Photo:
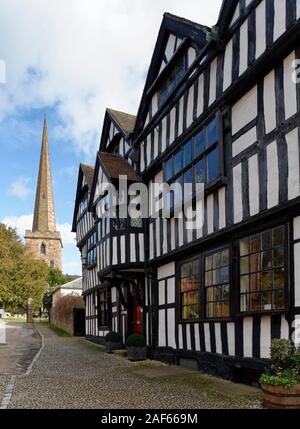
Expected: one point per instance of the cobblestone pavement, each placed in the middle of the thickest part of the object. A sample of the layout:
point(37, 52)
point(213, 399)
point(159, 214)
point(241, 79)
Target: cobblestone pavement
point(73, 373)
point(22, 343)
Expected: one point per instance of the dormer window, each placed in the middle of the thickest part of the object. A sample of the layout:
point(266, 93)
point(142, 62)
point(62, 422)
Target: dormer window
point(199, 160)
point(83, 204)
point(172, 79)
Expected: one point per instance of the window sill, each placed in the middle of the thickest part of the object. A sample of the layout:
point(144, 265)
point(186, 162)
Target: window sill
point(213, 320)
point(90, 267)
point(210, 188)
point(261, 312)
point(103, 328)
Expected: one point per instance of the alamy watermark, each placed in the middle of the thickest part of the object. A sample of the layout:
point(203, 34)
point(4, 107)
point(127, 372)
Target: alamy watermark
point(157, 200)
point(296, 331)
point(2, 71)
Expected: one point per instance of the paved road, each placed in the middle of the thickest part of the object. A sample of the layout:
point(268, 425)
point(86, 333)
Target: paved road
point(72, 373)
point(19, 343)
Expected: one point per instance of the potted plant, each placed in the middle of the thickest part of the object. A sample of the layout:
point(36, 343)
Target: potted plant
point(113, 341)
point(136, 347)
point(281, 385)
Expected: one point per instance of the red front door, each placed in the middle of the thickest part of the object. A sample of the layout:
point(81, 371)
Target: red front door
point(137, 317)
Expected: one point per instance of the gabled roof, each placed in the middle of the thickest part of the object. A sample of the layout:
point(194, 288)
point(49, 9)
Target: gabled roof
point(86, 171)
point(125, 121)
point(225, 15)
point(115, 165)
point(182, 28)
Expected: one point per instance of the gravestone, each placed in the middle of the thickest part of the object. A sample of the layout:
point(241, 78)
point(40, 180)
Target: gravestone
point(30, 310)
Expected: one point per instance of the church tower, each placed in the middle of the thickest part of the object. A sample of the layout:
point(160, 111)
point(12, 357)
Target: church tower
point(44, 241)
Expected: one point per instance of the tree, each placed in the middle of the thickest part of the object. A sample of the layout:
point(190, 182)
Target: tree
point(21, 276)
point(57, 278)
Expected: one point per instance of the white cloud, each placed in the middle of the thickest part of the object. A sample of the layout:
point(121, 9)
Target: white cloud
point(67, 236)
point(20, 188)
point(23, 222)
point(82, 57)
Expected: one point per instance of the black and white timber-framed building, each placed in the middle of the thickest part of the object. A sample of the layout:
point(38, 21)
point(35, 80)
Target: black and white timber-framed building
point(220, 106)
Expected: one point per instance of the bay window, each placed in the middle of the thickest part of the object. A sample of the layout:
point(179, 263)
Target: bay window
point(262, 271)
point(102, 308)
point(91, 249)
point(190, 290)
point(217, 284)
point(199, 160)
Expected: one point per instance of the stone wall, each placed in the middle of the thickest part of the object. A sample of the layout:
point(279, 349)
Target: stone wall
point(62, 313)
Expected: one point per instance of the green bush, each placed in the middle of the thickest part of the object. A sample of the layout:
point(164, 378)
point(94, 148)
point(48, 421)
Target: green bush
point(136, 340)
point(281, 351)
point(113, 337)
point(285, 369)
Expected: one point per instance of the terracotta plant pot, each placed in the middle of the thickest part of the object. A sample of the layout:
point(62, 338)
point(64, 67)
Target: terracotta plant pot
point(136, 353)
point(110, 346)
point(279, 397)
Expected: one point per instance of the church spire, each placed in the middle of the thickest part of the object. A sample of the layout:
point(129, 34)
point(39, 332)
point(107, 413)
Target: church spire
point(44, 215)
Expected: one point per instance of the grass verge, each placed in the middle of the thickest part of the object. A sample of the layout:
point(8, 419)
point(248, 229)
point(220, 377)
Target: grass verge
point(60, 332)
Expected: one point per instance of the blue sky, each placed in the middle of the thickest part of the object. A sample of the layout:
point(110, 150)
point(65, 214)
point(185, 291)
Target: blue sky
point(70, 59)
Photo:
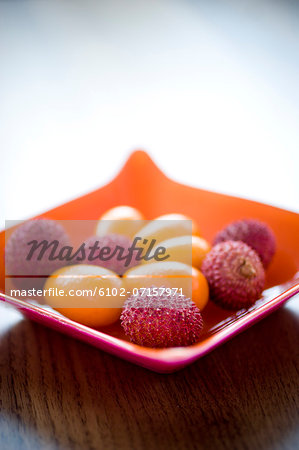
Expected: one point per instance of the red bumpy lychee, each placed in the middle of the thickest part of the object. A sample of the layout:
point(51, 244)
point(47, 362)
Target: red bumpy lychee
point(156, 319)
point(254, 233)
point(235, 274)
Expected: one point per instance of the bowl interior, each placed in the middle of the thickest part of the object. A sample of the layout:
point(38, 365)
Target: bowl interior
point(141, 184)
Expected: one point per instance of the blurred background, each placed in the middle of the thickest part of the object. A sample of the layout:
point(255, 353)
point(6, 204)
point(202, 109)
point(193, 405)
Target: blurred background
point(209, 88)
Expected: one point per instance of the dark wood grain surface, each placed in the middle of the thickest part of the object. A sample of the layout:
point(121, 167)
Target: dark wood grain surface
point(58, 393)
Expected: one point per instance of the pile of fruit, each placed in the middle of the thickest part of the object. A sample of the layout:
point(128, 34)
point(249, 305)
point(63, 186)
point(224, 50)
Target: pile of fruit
point(162, 301)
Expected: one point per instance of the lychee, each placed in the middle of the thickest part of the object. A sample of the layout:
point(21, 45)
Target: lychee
point(254, 233)
point(156, 319)
point(235, 274)
point(24, 267)
point(118, 259)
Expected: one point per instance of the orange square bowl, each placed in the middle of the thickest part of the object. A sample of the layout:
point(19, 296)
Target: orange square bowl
point(141, 184)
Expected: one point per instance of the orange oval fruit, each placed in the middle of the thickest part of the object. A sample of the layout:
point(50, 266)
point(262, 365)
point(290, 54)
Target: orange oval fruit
point(172, 274)
point(82, 301)
point(176, 216)
point(189, 250)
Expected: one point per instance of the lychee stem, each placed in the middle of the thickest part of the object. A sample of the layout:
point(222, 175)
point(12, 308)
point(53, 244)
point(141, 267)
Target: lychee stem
point(247, 270)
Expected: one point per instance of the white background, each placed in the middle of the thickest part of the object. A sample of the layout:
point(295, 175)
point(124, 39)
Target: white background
point(210, 89)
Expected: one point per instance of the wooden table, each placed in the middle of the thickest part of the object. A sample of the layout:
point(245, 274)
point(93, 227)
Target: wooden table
point(56, 392)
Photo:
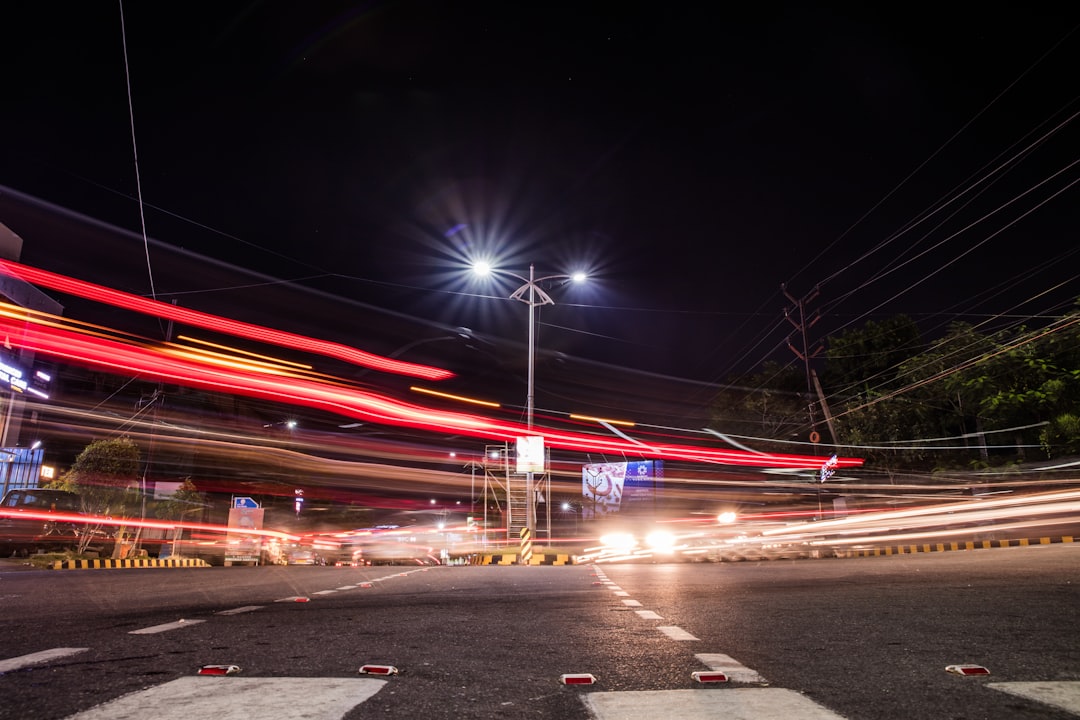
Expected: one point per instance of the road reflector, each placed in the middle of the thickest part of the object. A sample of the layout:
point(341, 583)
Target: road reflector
--
Do this:
Reproduce all of the data above, substituting "widest part" for every occurrence of "thickest part" and leaving everything else unchanged. Omit the pictures from your answer.

Exercise solution:
Photo:
Expected: one point per instance of the cobblestone pavement, each placed in the middle of the widest part of the object. A sample of the layout:
point(37, 52)
point(213, 399)
point(159, 214)
point(241, 79)
Target: cobblestone pavement
point(73, 373)
point(22, 343)
Expected: one point per instance of the dormer window, each placed in the middle of the widest part of the object. A sample of the layout:
point(266, 93)
point(142, 62)
point(62, 422)
Target: dormer window
point(199, 160)
point(83, 204)
point(172, 79)
Expected: one point per instance of the window sill, each placed in the middle of the widest part of the object. A sample of the layout:
point(144, 265)
point(186, 162)
Target: window sill
point(213, 320)
point(90, 267)
point(210, 188)
point(261, 312)
point(103, 328)
Expected: one point per instance of the alamy watermark, each placed in the middle of the widest part of the object. A sample of the layout:
point(203, 34)
point(4, 107)
point(127, 372)
Target: alamy watermark
point(157, 200)
point(296, 331)
point(2, 71)
Expected: one point per instance of the paved road, each placed in the middle of the widest part of the object. A sample of the layout:
point(268, 425)
point(86, 333)
Target: paved road
point(72, 373)
point(19, 343)
Expected: one point per instance of the potted plant, each placed in the middle of the widest part of the object. A sample of the layout:
point(36, 343)
Target: potted plant
point(113, 341)
point(136, 347)
point(281, 385)
Expected: one point per instance of the red front door, each placed in the middle of the widest part of the object. A sample of the layout:
point(81, 371)
Target: red front door
point(137, 317)
Expected: one point per instance of the gabled roof, each placed in the middle of the widest part of the object. A sample of the layout:
point(194, 288)
point(49, 9)
Target: gabled roof
point(86, 171)
point(125, 121)
point(225, 15)
point(115, 165)
point(182, 28)
Expected: one point per instance of the gravestone, each placed in the middle of the widest part of the object. A sample of the layout:
point(241, 78)
point(40, 180)
Target: gravestone
point(30, 310)
Expected: one point per instance of the church tower, each placed in the middle of the widest part of the object. A sample of the layout:
point(160, 111)
point(12, 357)
Target: church tower
point(44, 241)
Expected: one point per instance of the tree, each placed in the middle of the widest part of the object. A sample of the layout:
point(190, 182)
Target: tree
point(21, 276)
point(57, 278)
Expected: one point per instance of the white cloud, each placed in the middle of the widest part of the object. A sample of the layout:
point(121, 9)
Target: white cloud
point(67, 236)
point(20, 188)
point(23, 222)
point(82, 57)
Expected: one point per instance of the black and white timber-framed building, each placed in the middle of the widest part of the object. A sample of the layout:
point(38, 21)
point(35, 80)
Target: black and white timber-framed building
point(220, 106)
Expected: one point per instance of the bay window, each placed in the middle of the widest part of the object. A sample of the layout:
point(179, 263)
Target: bay window
point(262, 271)
point(102, 308)
point(91, 249)
point(190, 290)
point(217, 284)
point(199, 160)
Expected: one point per instance of the stone wall, each placed in the middle of the widest part of the object. A sample of the layout:
point(279, 349)
Target: stone wall
point(62, 313)
Expected: one point per instance of the green bush, each placed in the middle of the widest part of the object. A sample of the layout:
point(164, 378)
point(94, 148)
point(48, 421)
Target: green bush
point(136, 340)
point(281, 351)
point(113, 337)
point(285, 369)
Expected: one point per instance of the terracotta plant pot, each placed in the middle of the widest part of the object. A sample of the layout:
point(62, 338)
point(64, 67)
Target: terracotta plant pot
point(136, 353)
point(110, 346)
point(279, 397)
Expected: one point per instance of the church spire, each placed in the middle of the widest part of the object. A sample of the layout:
point(129, 34)
point(39, 332)
point(107, 413)
Target: church spire
point(44, 215)
Expected: one point per instance of the grass verge, each placed in the middle of the widest part of the object. A sample of the layout:
point(8, 419)
point(248, 229)
point(220, 377)
Target: grass verge
point(60, 332)
Expected: one point per instance of the blue sky, each placed in the middle of the widest part of the object. A sample of the layout:
point(110, 150)
point(65, 214)
point(185, 291)
Target: blue sky
point(70, 59)
Photo:
Expected: one point per instance of the red bumpy lychee, each placed in the middle of the widest part of the object. A sample of the layout:
point(51, 244)
point(47, 362)
Target: red bumpy lychee
point(156, 319)
point(254, 233)
point(235, 274)
Expected: one point per instance of the bowl interior, each placed in the middle of the widest part of the object. A sample of the layout:
point(38, 365)
Target: bowl interior
point(141, 184)
Expected: one point per instance of the blurred background, each placed in the middle of the widest part of the object. A sample of the layout:
point(255, 353)
point(6, 204)
point(202, 109)
point(193, 405)
Target: blurred background
point(209, 88)
Expected: one point per instance of the dark wood grain surface, each placed in the middle of the widest part of the object. A sample of the layout:
point(121, 167)
Target: dark wood grain surface
point(58, 393)
Expected: one point per instance of the pile of fruit, each placed in the middle of the widest part of the object. A sample of the layout:
point(128, 34)
point(249, 305)
point(63, 186)
point(224, 50)
Target: pile of fruit
point(162, 301)
Expected: one point per instance of the lychee, each placed in the middle of the widest part of the object. A sample of the layout:
point(21, 45)
Target: lychee
point(254, 233)
point(156, 319)
point(235, 274)
point(24, 267)
point(118, 259)
Expected: one point per instance of the orange square bowl, each placed in the middle of the widest part of the object. A sample of the layout:
point(19, 296)
Target: orange square bowl
point(141, 184)
Expected: one point per instance of the orange oval fruit, each placed in the middle of the widest part of the object. A sample of the layout:
point(50, 266)
point(262, 365)
point(290, 54)
Target: orange oval fruit
point(172, 274)
point(82, 301)
point(176, 216)
point(189, 250)
Expected: one point per instance of the lychee stem, each placed in the middle of the widest part of the object. A sample of the layout:
point(222, 175)
point(12, 308)
point(53, 244)
point(141, 267)
Target: lychee stem
point(247, 270)
Expected: one point per instance of the white background, each placed in the middle of the widest part of the object. A sample of the layout:
point(295, 175)
point(124, 39)
Target: white background
point(210, 89)
Expected: one point per instance of the wooden table, each placed in the middle of the widest part of the object. A sample of the layout:
point(245, 274)
point(93, 227)
Target: wooden table
point(56, 392)
Photo:
Expected: one point per instance of the road reflector, each placed in the middle of the widest part of the object. A sample of the layout:
point(341, 583)
Target: road reflector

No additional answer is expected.